━━━ Supplied data

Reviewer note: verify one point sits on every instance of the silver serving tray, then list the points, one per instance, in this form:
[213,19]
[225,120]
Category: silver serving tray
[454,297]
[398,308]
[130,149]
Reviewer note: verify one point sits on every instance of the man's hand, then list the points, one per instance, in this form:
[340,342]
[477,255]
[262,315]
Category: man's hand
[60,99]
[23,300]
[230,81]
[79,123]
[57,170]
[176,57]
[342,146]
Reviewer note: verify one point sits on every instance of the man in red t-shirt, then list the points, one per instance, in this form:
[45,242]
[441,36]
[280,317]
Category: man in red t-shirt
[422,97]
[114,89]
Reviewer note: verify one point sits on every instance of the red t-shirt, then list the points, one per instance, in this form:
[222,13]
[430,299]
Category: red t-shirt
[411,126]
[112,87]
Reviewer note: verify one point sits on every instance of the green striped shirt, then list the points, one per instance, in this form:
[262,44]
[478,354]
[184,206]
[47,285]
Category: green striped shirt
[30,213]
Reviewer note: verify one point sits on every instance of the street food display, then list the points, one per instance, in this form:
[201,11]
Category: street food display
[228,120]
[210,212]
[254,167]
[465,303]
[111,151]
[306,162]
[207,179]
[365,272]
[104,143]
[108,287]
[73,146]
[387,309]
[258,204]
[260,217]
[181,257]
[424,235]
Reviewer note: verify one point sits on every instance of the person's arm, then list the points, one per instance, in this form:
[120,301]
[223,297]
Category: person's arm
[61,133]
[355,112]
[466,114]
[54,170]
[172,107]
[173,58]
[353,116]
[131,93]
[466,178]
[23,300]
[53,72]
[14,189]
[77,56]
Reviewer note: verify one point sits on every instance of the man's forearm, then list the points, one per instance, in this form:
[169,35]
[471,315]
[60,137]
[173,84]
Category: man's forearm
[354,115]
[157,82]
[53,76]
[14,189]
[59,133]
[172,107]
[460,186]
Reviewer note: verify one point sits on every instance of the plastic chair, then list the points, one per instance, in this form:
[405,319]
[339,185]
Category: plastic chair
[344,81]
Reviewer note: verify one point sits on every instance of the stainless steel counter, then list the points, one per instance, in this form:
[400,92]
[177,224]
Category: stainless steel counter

━━━━━━

_Exercise objective_
Quote each line above in full, word for word.

_Finished exercise_
Reviewer note: verify one point sits on every instance of the silver serving tray, then list the points, one per instance, in this form:
[213,19]
[225,120]
Category: silver serving tray
[454,297]
[398,308]
[130,149]
Reviewer note: verify one point sits on every instance of the man's hand, then list the points, one per instance, in this form:
[340,342]
[477,255]
[262,315]
Category: man's hand
[60,99]
[23,300]
[230,81]
[79,123]
[57,170]
[176,57]
[342,146]
Reviewer note: verify one point sits on every instance of the man in red t-shirt, then list the points, one per instance, in this form:
[45,242]
[441,36]
[280,317]
Category: man in red t-shirt
[422,97]
[114,89]
Reviewer note: verify one point sits on every instance of the red t-shirt, then list the points, one per instance, in this form:
[222,13]
[430,299]
Category: red t-shirt
[411,126]
[112,87]
Reviewer note: verify one point sits on every instance of the green striped shirt, then list the points, one per instance, in this form:
[262,44]
[478,354]
[184,206]
[47,285]
Category: green striped shirt
[30,213]
Reviewer note: verify one point sits on every instance of the street food display, then list the points, one per instance, in this form:
[201,11]
Category: street food display
[228,120]
[210,212]
[254,167]
[465,303]
[111,151]
[306,162]
[207,179]
[365,272]
[104,143]
[108,287]
[73,146]
[387,309]
[258,204]
[260,217]
[181,257]
[424,235]
Reviewer note: verify one point sits on every instance of the person's arm, then list the points, one per instance, in this form:
[120,301]
[223,297]
Category: person's arm
[61,133]
[355,112]
[466,114]
[54,170]
[172,107]
[173,58]
[353,116]
[131,93]
[466,178]
[23,300]
[53,72]
[14,189]
[77,56]
Reviewer note: verify one point sits on every instance of the man's forearm, then list the points, one per instance, in this form:
[169,35]
[471,315]
[60,137]
[173,84]
Category: man's forearm
[354,115]
[157,82]
[53,76]
[14,189]
[59,133]
[172,107]
[460,186]
Reviewer note: verify one point sits on every instance of the plastic chair, then list the points, one per instance, in this form:
[405,319]
[339,185]
Category: plastic chair
[344,81]
Reviewer note: verify one point sits on every instance of the stainless steel counter, then list the points, one per instance, in this form:
[400,92]
[177,224]
Category: stainless steel counter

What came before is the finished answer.